* **Document section**:
- - - - - - -

Talk:International Components for Unicode

Latest comment: 5 years ago by Adah1972 in topic Support of "illegal UTF-8"

Support of "illegal UTF-8" edit

This sentence reads very strange:

for C/C++ UTF-8 is supported, including "illegal-UTF-8".

I checked the reference, and it turned out the link meant that ICU began to process "illegal UTF-8" as per the best practice. It seems hardly a "support of illegal UTF-8". On the contrary, it is active banning of illegal UTF-8.

I suppose the wording should be changed to either "including correct processing of illegal UTF-8", or we should remove the part after the comma altogether.

I'll do the the former if no one objects.

--Adah1972 (talk) 11:50, 10 September 2018 (UTC)Reply

Changed.

--Adah1972 (talk) 11:02, 14 September 2018 (UTC)Reply

October 2006 edit

I've just expanded the article a little and made some corrections. I used 2 sources not referenced in the article:

At one stage, IBM sold a C++ kit called the "Taligent Internationalization Library". I don't know if this came from CommonPoint, or was an early name for ICU4C.

Perhaps the article should mention a major design difference between ICU and C locales? In ICU, locales are just labels that a program can use to load an appropriate formatter, date converter, string bundle, etc. In C, locales carry all the locale-specific information with them, so one setlocale() call can change all locale-related settings.

Cheers, CWC(talk) 07:42, 15 October 2006 (UTC)Reply

Neutrality edit

User Hdante (talk · contribs) has tagged the article with Template:POV-check for the words "much richer", in the sentence

ICU provides much richer internationalization facilities than the standard libraries for C or C++, and most operating systems.

Being richer than standard C or C++ is quite easy. Being richer than "standard Unix" isn't much harder.

- - - - - - -

* **Entries**:
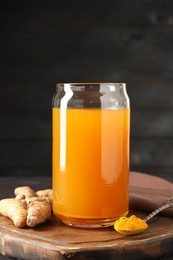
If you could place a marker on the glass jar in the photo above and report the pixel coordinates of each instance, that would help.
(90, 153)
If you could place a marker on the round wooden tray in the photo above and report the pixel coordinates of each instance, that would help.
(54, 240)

- - - - - - -

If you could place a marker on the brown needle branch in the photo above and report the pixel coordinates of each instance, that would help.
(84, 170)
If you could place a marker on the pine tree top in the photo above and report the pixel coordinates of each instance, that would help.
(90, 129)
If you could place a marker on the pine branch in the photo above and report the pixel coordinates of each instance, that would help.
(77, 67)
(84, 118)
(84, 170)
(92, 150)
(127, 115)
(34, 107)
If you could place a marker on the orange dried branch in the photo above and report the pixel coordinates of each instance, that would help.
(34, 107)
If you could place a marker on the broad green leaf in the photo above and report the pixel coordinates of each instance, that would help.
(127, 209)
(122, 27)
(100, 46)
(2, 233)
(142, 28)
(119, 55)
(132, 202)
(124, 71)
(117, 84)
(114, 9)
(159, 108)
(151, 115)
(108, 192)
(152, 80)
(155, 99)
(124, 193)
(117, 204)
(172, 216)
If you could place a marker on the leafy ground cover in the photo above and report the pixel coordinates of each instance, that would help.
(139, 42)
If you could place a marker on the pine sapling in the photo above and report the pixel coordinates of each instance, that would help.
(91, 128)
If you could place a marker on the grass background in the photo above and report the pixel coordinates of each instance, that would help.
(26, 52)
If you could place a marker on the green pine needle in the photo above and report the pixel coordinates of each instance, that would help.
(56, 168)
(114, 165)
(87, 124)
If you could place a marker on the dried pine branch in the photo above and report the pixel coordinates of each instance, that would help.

- - - - - - -

* **Problem 1**: In the records, switch "marker" to "dot" in everything from the line containing "If you could place a marker on the green" down to the line containing "If you could place a marker on the dried", and give back only those lines.
* **Problem 2**: Resume the talk page about International Components for Unicode, picking up after its last sentence.
The talk page and the records are separate, unrelated material.

* **Right answer 1**:
If you could place a dot on the green pine needle in the photo above and report the pixel coordinates of each instance, that would help.
(56, 168)
(114, 165)
(87, 124)
If you could place a dot on the dried pine branch in the photo above and report the pixel coordinates of each instance, that would help.

* **Right answer 2**:
Presumably Hdante is concerned that ICU is not "much richer" than operating systems such as Windows (see Uniscribe) and OS X (see ATSUI). Note that Uniscribe and ATSUI both provide rendering, whereas ICU does not. Can someone familiar with Uniscribe and ATSUI tell us how they compare to ICU for text processing? Cheers, CWC(talk) 03:10, 5 November 2006 (UTC)Reply

The term "richer" is in question!? edit

C and C++ have almost no internationalization features when compared to .Net or Java. The POSIX API specification or Unix, which some people confuse to be a part of the C programming language, has some basic internationalization features. Unfortunately, most of the POSIX internationalization framework requires a whole application to use one locale at a time through setlocale instead of allowing multiple locales in use for a multithreaded application.

C and C++ do not include or promise the following:

  • A Unicode based regular expression engine in order to handle text in multiple languages
  • Unicode based collation algorithm and language sensitive string searching
  • Handle BiDi issues
  • Handle all Unicode properties needed for proper handling of text in multiple languages
  • Calendars besides the Gregorian calendar
  • An extensive timezone API. The majority of POSIX implementations don't even provide the full Olson timezone ID or rules for the timezone.
  • Promise that Unicode is always available. There are many legacy codepages that are not portable enough to use reliably in source code.
  • ... and many other features.

If you're a pure Windows programmer, it's more difficult to say that ICU has a richer internationalization framework than Windows. Windows has a great internationalization framework integrated into the OS that is available throughout C and C++. Mac OS X also has some great internationalization features, but Mac OS X already uses ICU for many of these features (so it's not a useful point to compare ICU to ICU in this case).

There is a reason why "most" is used in this sentence. There are many other operating systems besides Windows that don't provide good internationalization features without ICU, like Linux, Free BSD, Net BSD, Open BSD, z/OS, i5/OS, Palm OS, Solaris, AIX and many other lesser known operating systems. This is why many companies already use ICU. If ICU didn't have a richer internationalization API than what C/C++ provided, no one would be using it. ICU is used by many companies and open source projects out there.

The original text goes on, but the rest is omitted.